Задание:
Ответьте по отрывку о Белянине на вопросы, отвечая на каждый с новой строки под тем же номером.
1. Из какого города приехал Белянин?
2. Какой документ он привез?
3. Кем, по его словам, была его бабушка-сибирячка?

Отрывок:
+ + + + + + +

Тем летом приехал из Красноярска мой оппонент по диссертации, Владимир Николаевич Белянин; он привез мне (был проездом в Москве, в ВАКе) мой окаянный кандидатский диплом, утративший актуальность: наукой я больше не занимался. В Ленинграде я водил Белянина по литературным и живописным салонам; он всем интересовался, записывал мои комментарии, просил рукописей и журналов самиздата, приценивался к картинам одного полуподпольного художника, которым я в ту пору увлекался. Человек он был от сохи, вырос в Сибири, ученым стал своим горбом, внешне же представал этаким Васькой Буслаевым, типичным былинным новгородцем (только ростом не вышел): белокурый, несколько неуклюжий, но сильный, востроносый, с самыми, насколько я мог судить, славянскими чертами лица. Этим наблюдением я с ним и поделился: сказал, что не знаю более типичного славянина, чем он. В ответ славянин задумался на долгую секунду, а потом огорошил меня: сказал, что его бабушка-сибирячка была еврейкой… огурцы солила, картошку сажала… Вот вам и Лафатер с его физиогномикой! Но, однако ж, евреи-то каковы… В сознании советского человека всё никак не укладывалось, что они такие же люди, как все. Да-да, советского: я к этому времени уже вышел с вилами на паровоз, пёр против советской власти, но разве я не был плотью от ее поганой плоти?

+ + + + + + +

Строки данных:
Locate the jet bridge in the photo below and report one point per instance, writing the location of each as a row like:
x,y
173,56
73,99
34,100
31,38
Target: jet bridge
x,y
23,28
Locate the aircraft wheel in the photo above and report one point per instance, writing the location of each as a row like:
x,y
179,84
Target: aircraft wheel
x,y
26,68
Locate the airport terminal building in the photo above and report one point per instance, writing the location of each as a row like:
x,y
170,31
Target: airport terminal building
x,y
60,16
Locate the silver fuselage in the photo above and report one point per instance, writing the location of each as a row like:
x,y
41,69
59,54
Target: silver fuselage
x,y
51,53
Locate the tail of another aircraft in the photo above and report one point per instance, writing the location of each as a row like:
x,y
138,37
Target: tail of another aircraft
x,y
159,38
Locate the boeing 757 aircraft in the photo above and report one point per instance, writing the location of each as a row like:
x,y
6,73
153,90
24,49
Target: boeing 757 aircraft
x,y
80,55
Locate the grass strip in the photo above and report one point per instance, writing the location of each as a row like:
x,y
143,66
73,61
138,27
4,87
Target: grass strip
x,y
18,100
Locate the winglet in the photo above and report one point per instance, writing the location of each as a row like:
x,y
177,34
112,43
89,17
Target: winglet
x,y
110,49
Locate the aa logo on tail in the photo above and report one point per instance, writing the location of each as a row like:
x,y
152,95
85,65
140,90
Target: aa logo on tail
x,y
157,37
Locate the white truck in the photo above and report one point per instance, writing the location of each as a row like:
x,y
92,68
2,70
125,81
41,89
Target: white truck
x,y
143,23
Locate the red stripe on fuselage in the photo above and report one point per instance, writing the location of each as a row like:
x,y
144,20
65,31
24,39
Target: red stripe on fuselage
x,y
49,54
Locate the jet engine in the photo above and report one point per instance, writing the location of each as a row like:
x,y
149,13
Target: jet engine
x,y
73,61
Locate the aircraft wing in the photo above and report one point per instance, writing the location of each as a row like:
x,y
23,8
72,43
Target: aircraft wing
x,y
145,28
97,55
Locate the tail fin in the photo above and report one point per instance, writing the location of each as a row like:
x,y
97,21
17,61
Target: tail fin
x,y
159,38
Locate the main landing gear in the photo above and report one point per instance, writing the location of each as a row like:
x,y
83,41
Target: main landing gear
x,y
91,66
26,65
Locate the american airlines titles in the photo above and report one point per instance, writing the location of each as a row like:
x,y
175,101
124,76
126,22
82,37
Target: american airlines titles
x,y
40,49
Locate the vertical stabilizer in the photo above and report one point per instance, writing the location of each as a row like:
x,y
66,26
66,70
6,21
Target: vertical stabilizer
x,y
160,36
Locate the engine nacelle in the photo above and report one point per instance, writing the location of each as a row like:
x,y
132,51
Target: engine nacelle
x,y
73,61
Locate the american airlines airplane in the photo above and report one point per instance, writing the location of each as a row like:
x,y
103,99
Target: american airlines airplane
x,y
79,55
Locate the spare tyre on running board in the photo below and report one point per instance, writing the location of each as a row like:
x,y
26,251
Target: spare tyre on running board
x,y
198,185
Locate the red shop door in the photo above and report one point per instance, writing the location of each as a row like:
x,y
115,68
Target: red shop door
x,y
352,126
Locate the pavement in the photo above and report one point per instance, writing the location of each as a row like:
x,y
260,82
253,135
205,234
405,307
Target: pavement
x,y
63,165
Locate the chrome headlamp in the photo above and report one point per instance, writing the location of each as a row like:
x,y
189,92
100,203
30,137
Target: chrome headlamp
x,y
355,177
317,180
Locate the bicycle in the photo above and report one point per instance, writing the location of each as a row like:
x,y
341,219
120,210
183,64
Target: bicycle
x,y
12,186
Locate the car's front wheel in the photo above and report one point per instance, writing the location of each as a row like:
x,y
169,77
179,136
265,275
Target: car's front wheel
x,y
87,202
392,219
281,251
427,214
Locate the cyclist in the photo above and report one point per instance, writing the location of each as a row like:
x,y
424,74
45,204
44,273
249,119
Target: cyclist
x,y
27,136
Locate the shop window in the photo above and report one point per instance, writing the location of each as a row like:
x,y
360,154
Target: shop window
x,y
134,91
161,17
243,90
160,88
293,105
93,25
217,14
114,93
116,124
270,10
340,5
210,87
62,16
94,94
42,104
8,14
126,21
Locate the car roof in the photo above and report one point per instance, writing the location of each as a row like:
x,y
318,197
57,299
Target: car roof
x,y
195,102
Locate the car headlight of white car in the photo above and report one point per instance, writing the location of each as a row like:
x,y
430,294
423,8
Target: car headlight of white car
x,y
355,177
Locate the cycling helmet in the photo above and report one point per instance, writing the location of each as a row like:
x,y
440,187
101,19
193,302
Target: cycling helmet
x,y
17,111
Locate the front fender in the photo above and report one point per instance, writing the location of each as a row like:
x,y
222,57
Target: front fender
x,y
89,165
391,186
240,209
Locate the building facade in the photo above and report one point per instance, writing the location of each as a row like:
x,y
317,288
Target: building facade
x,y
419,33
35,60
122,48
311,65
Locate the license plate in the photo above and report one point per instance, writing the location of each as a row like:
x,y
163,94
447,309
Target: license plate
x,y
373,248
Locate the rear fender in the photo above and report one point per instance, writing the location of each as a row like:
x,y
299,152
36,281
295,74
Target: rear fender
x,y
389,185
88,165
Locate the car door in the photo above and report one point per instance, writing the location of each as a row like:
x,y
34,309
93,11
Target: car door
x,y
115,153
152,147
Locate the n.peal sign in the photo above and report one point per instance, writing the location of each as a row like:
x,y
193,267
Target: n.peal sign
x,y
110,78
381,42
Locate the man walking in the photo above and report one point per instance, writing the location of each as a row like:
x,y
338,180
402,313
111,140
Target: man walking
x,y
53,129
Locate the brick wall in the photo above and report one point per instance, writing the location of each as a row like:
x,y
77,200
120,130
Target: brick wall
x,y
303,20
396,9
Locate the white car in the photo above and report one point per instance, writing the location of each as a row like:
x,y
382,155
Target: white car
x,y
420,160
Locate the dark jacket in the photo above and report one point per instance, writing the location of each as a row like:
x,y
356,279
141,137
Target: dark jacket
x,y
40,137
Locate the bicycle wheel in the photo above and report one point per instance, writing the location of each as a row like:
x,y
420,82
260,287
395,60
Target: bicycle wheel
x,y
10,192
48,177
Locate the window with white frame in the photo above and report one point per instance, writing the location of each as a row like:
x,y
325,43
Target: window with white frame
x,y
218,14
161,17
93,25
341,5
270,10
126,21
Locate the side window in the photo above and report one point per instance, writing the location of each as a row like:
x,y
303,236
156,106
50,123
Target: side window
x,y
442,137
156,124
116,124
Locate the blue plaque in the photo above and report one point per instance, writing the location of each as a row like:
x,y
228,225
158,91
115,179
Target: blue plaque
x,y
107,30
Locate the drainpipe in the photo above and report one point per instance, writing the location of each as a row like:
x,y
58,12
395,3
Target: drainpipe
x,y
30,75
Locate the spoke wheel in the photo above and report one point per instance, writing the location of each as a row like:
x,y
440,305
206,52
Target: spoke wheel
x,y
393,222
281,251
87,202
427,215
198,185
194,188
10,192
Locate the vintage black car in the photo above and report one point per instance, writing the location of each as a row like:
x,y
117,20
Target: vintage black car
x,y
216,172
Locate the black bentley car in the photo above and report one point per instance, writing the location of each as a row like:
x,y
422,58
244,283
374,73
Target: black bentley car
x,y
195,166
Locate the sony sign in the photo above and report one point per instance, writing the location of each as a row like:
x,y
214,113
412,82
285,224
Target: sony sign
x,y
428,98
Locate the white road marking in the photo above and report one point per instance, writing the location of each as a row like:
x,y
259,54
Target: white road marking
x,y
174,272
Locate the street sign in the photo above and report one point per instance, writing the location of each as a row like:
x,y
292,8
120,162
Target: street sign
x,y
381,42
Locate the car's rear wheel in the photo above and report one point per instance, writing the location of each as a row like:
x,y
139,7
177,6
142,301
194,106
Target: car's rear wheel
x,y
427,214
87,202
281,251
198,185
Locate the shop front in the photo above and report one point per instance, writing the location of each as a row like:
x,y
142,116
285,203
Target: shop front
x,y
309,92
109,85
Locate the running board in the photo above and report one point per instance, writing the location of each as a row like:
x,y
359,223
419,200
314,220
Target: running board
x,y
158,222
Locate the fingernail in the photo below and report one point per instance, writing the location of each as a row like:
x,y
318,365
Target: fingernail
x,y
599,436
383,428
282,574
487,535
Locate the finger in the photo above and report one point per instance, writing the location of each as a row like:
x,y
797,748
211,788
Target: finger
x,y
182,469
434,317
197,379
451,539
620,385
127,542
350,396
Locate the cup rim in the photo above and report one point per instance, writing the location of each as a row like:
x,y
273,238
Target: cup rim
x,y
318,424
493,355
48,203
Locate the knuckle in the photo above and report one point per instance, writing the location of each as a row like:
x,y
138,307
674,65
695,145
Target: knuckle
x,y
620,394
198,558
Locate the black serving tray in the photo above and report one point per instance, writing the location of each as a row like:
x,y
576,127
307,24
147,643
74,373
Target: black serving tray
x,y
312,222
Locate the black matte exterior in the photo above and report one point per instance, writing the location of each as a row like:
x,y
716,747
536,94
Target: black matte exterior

+ + + + + + +

Ответ:
1. Из Красноярска.
2. Кандидатский диплом.
3. Еврейкой.